PROBLEM DETAILS: Your task is to transcribe the records exactly, skipping every image.

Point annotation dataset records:
════════════════════

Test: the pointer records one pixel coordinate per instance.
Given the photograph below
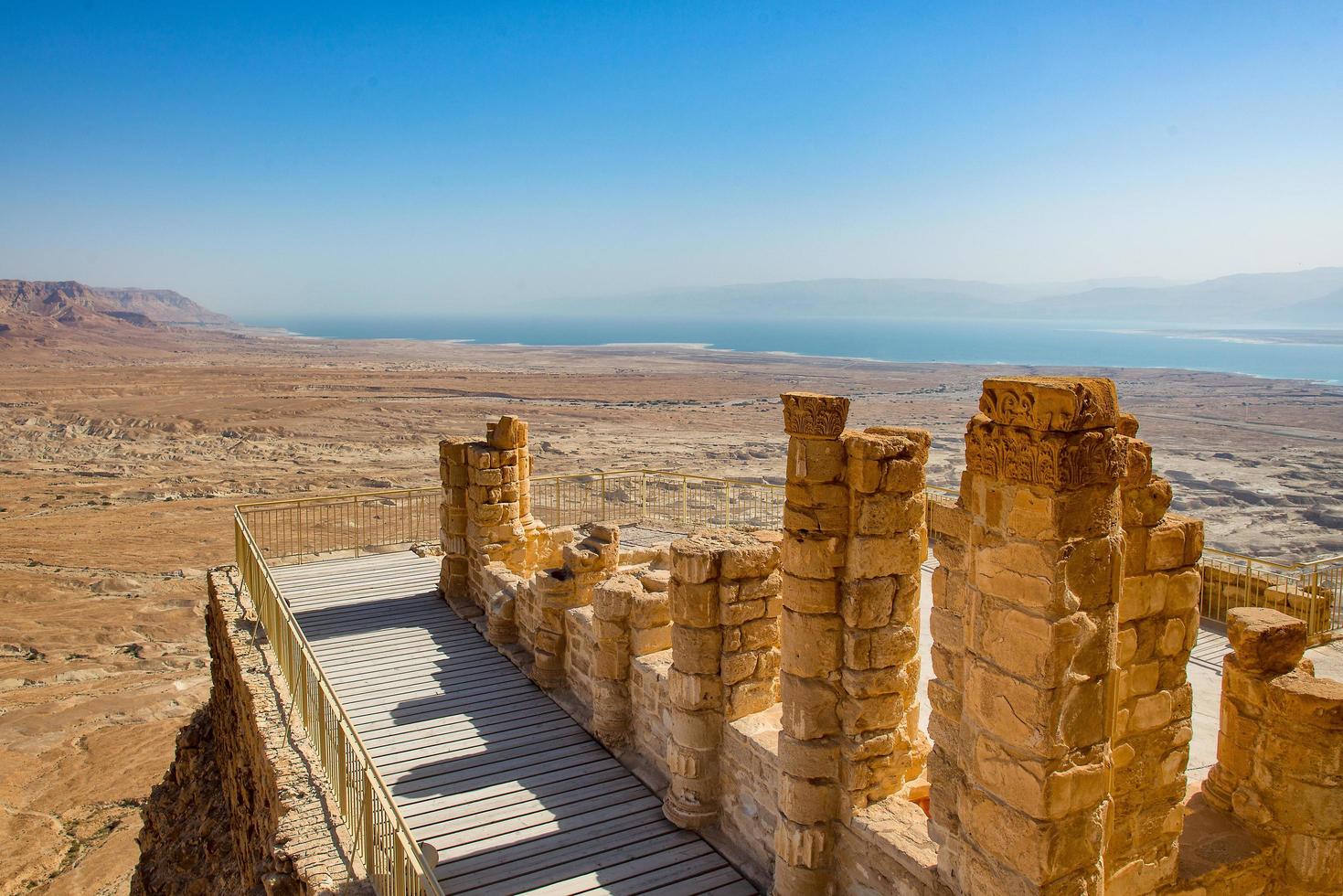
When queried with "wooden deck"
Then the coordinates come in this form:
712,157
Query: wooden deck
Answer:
513,795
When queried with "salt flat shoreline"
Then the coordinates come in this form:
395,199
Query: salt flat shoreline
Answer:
123,450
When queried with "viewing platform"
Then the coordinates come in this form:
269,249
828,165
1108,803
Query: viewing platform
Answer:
485,666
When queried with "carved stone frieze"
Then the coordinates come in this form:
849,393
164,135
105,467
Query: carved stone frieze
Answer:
813,415
1050,403
1051,460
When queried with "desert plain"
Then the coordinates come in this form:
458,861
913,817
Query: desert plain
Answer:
123,449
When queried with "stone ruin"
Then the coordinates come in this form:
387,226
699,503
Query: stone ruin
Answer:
767,683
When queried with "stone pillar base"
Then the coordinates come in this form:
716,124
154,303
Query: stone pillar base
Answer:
463,606
689,816
549,672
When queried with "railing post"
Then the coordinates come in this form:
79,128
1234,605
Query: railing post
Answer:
685,501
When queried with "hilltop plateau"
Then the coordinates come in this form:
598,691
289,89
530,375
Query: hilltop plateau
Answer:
123,446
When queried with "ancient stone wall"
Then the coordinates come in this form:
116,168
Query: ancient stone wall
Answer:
1028,770
1062,615
633,618
245,806
586,564
1280,752
724,600
1158,624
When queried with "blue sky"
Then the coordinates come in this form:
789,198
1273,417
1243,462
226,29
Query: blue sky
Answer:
438,156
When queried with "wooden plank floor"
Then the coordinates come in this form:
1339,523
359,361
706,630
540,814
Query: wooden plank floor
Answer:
513,795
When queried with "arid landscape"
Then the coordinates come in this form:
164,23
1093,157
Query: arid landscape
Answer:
125,445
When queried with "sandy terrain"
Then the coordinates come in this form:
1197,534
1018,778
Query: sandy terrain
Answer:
121,455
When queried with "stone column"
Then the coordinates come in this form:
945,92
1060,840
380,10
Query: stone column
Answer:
815,521
452,468
855,536
1045,564
630,623
1280,750
1158,623
945,689
879,747
587,563
724,657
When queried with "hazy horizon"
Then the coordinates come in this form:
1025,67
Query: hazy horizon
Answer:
265,160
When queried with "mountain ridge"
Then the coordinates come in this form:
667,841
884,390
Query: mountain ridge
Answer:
1237,298
74,303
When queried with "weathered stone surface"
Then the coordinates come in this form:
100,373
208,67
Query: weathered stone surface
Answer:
1050,403
1265,640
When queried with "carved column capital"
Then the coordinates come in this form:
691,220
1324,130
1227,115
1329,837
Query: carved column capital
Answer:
813,415
1050,403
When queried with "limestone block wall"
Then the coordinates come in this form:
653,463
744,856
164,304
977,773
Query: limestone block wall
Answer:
586,564
750,784
1030,766
581,656
630,621
1280,752
855,538
1158,624
887,849
452,470
724,600
650,709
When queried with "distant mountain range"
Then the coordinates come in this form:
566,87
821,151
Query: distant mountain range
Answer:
1291,298
73,303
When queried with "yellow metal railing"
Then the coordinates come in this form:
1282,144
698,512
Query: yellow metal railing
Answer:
297,529
660,498
395,863
1311,592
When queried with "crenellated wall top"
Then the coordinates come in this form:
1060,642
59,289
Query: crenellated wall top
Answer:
814,415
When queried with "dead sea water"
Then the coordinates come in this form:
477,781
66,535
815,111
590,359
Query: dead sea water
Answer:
1274,354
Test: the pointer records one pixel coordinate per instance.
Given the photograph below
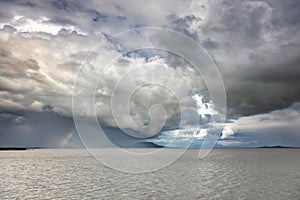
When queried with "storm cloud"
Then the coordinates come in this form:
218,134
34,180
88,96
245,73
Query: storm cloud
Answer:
255,45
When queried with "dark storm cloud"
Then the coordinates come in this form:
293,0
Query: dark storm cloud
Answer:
34,129
255,44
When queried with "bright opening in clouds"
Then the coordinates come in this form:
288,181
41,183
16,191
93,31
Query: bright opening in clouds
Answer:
255,45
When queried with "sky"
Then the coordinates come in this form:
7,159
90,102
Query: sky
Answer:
254,44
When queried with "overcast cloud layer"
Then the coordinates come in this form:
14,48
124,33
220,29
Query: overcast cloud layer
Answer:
254,43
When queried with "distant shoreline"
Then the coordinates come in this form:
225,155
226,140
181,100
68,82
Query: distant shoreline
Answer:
32,148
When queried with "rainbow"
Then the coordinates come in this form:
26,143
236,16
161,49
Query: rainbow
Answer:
67,138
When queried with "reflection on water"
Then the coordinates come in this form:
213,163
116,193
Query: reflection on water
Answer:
223,174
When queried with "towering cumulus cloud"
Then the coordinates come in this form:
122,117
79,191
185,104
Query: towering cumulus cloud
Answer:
255,45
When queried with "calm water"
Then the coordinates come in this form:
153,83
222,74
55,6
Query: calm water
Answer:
224,174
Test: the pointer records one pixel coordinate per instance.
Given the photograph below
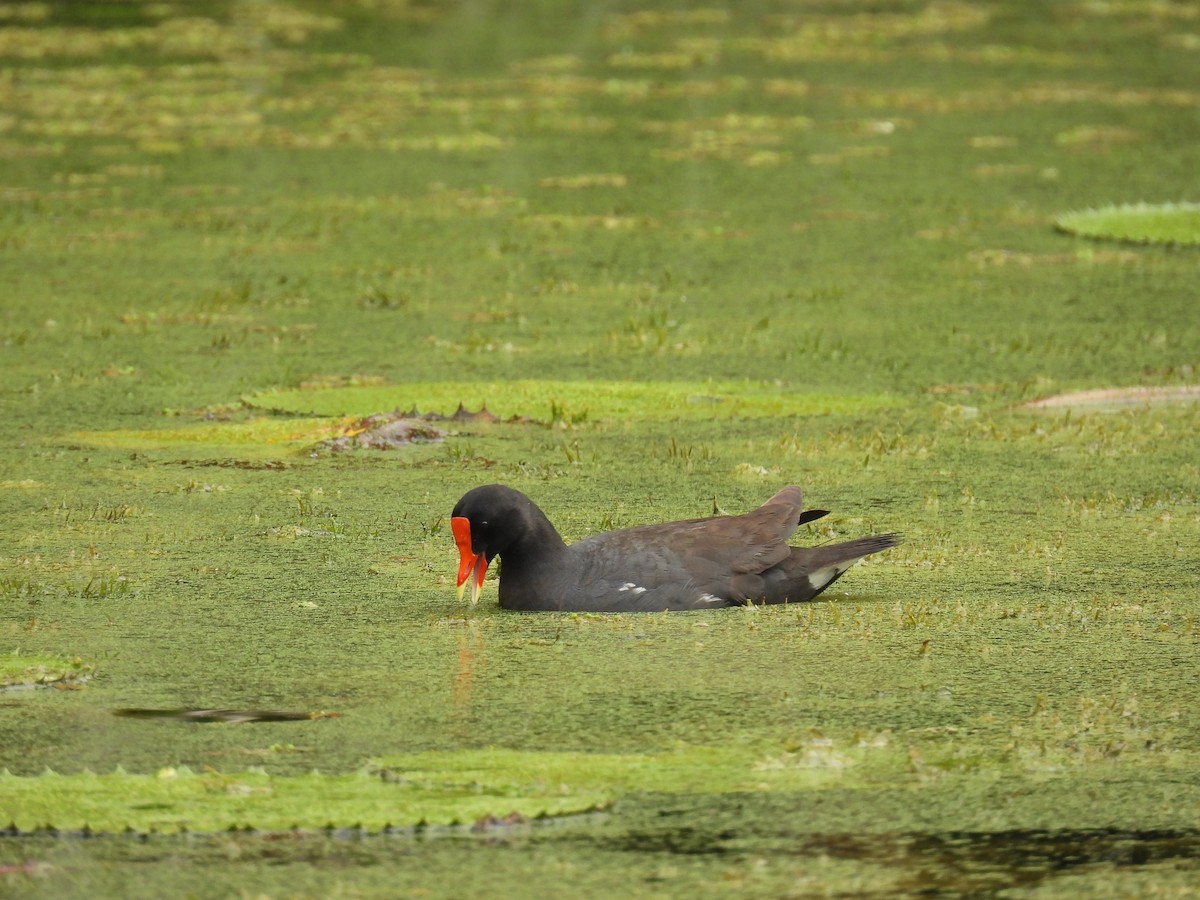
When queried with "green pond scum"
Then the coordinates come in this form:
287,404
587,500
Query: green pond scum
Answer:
682,256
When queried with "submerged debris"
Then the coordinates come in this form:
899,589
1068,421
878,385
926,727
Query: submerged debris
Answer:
225,715
1119,397
390,431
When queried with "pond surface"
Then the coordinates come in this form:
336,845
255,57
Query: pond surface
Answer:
685,257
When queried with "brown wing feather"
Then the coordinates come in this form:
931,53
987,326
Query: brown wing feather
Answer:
765,532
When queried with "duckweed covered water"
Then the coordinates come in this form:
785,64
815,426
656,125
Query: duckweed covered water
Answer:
706,253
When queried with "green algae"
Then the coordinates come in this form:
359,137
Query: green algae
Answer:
1170,223
19,670
823,247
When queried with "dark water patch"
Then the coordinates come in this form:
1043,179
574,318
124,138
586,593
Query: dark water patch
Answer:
226,715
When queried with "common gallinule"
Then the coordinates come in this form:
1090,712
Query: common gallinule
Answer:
697,564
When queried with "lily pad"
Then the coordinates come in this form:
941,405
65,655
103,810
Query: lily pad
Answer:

════════════════════

FINAL ANSWER:
Test: the pointer records one pixel coordinate per instance.
Given the photograph below
When queried with "wooden deck"
Then the coordinates come in this form:
712,157
Query: wooden deck
Answer:
513,795
When queried with "salt flat shoreline"
Then the coordinates come in this form:
395,199
Query: salt flat shoreline
Answer:
123,450
When queried with "viewing platform"
Then the coordinates come in this form:
269,249
828,165
1108,803
Query: viewing platform
Answer:
485,666
When queried with "carved stone frieze"
Then the coordinates come in this form:
849,393
164,135
105,467
Query: carved stone frieze
Answer:
813,415
1050,403
1051,460
When queried with "desert plain"
Then the coordinates come in this form:
458,861
913,817
Query: desert plain
Answer:
123,449
When queried with "stone ruin"
Then the coordinates come in this form:
387,226
699,503
Query: stone ruin
Answer:
767,683
When queried with "stone pillar base"
Then the coordinates come in this form:
716,124
154,303
Query: stone pillar base
Answer:
463,606
689,816
549,672
When queried with "railing post"
Then the coordinates come in this form:
79,128
1234,605
Query: railing post
Answer:
685,501
When queried with "hilltop plateau"
Then the coordinates come in this form:
598,691
289,89
530,375
Query: hilltop plateau
Answer:
123,446
When queried with "ancient stone wall"
Then the coordinates come in this form:
116,168
Query: ancient stone wall
Answer:
1028,770
1062,615
633,618
245,806
586,564
1280,752
724,600
1158,624
When queried with "blue sky"
Then the coordinates come in this form:
789,198
1273,417
1243,462
226,29
Query: blue sky
Answer:
438,156
When queried with "wooden plank floor"
Then the coordinates come in this form:
1339,523
359,361
706,630
540,814
Query: wooden plank floor
Answer:
513,795
When queried with "arid landscape"
Then the coordinates come in this form:
164,23
1093,157
Query: arid landscape
Answer:
125,445
When queried with "sandy terrain"
Then the coordinates come in this form:
1197,534
1018,778
Query: sandy terrain
Answer:
121,455
When queried with "stone column"
Then the coordinates come in this form:
945,92
1060,840
380,10
Query: stone column
Answer:
815,521
452,468
855,536
1045,564
630,623
1280,750
1158,623
945,689
879,747
587,563
724,657
When queried with "hazy horizon"
Then the coordinates come in this form:
1025,67
Query: hazy horizon
Answer:
265,160
When queried with "mountain ridge"
Then the coordinates come in this form:
667,841
884,390
Query: mountain ridge
Answer:
1237,298
74,303
When queried with "weathered stone surface"
Then the coordinates come in this form:
100,373
208,67
Query: weathered stone surface
Answer:
1050,403
1265,640
When queried with "carved column capital"
Then the coordinates come in this form:
691,220
1324,130
1227,115
1329,837
Query: carved column capital
Answer:
813,415
1050,403
When queried with "limestone block wall"
Then the coordinates come in this form:
653,463
744,856
164,304
977,773
Query: limestone block wall
Answer:
586,564
750,784
1030,766
581,656
630,621
1280,752
855,538
1158,624
887,849
452,470
724,600
650,709
When queried with "distant mountain range"
Then the coordinates come in this form:
566,87
821,151
Query: distant mountain range
Answer:
1291,298
73,303
When queried with "yellow metal railing"
Then the coordinates come in this form:
1282,144
698,512
Query: yellow metal railing
Answer:
297,529
660,498
395,863
1311,592
When queried with "crenellated wall top"
Then the coordinates come in this form:
1060,642
59,289
Query: crenellated wall top
Answer:
814,415
When queried with "dead sea water"
Then the coordinates come in this form:
477,781
66,535
815,111
590,359
Query: dead sea water
Answer:
1274,354
Test: the pointer records one pixel coordinate per instance.
Given the photograph below
When queried with "storm cloud"
Then the coordinates come in this form:
218,134
34,180
88,96
245,73
Query: storm cloud
Answer:
255,45
When queried with "dark storm cloud"
Then the coordinates come in this form:
293,0
Query: dark storm cloud
Answer:
34,129
255,44
When queried with "bright opening in clouds"
Then the coordinates come in this form:
288,181
41,183
16,191
93,31
Query: bright opening in clouds
Answer:
255,45
When queried with "sky"
Then the coordinates come in this form:
7,159
90,102
Query: sky
Answer:
254,44
When queried with "overcast cloud layer"
Then the coordinates come in this form:
14,48
124,33
220,29
Query: overcast cloud layer
Answer:
254,43
When queried with "distant shoreline"
Then the coordinates come in this form:
225,155
226,140
181,100
68,82
Query: distant shoreline
Answer:
32,148
When queried with "rainbow"
Then the coordinates come in this form:
26,143
236,16
161,49
Query: rainbow
Answer:
67,138
When queried with "reflection on water"
Then the coordinates come in this form:
213,163
116,193
Query: reflection on water
Answer:
223,174
When queried with "towering cumulus cloud"
Then the coordinates come in this form:
122,117
79,191
185,104
Query: towering cumulus cloud
Answer:
255,45
When queried with "calm water"
Then the coordinates come in this form:
153,83
222,74
55,6
Query: calm water
Answer:
224,174
Test: the pointer records one pixel coordinate per instance.
Given the photograph below
When queried with "green pond scum"
Then the coordinates come in this form:
287,404
587,500
Query: green pond scum
Answer:
682,256
When queried with "submerged debris"
Then the coordinates come in this form:
899,589
1068,421
878,385
926,727
Query: submerged debris
Answer:
225,715
1119,397
390,431
When queried with "pond surface"
Then the coordinates come in this form:
336,845
255,57
Query: pond surface
Answer:
685,257
When queried with "brown wing feather"
Then the coordinates come in this form:
931,53
987,326
Query: brown wing feather
Answer:
765,532
When queried with "duckweed covered water"
Then the coordinates come in this form:
785,64
815,426
656,125
Query: duckweed covered water
Answer:
706,253
When queried with "green algae"
Then the coordinates come in this form:
359,137
Query: green algae
Answer:
1170,223
19,670
823,247
When queried with "dark water patch"
Then the coordinates come in this form:
1043,179
574,318
124,138
586,593
Query: dark water patch
Answer:
226,715
When queried with "common gallinule"
Then the coordinates come in this form:
1090,712
Query: common gallinule
Answer:
697,564
When queried with "lily pad"
Then the coordinates come in this form:
941,405
65,655
103,810
Query: lily pad
Answer:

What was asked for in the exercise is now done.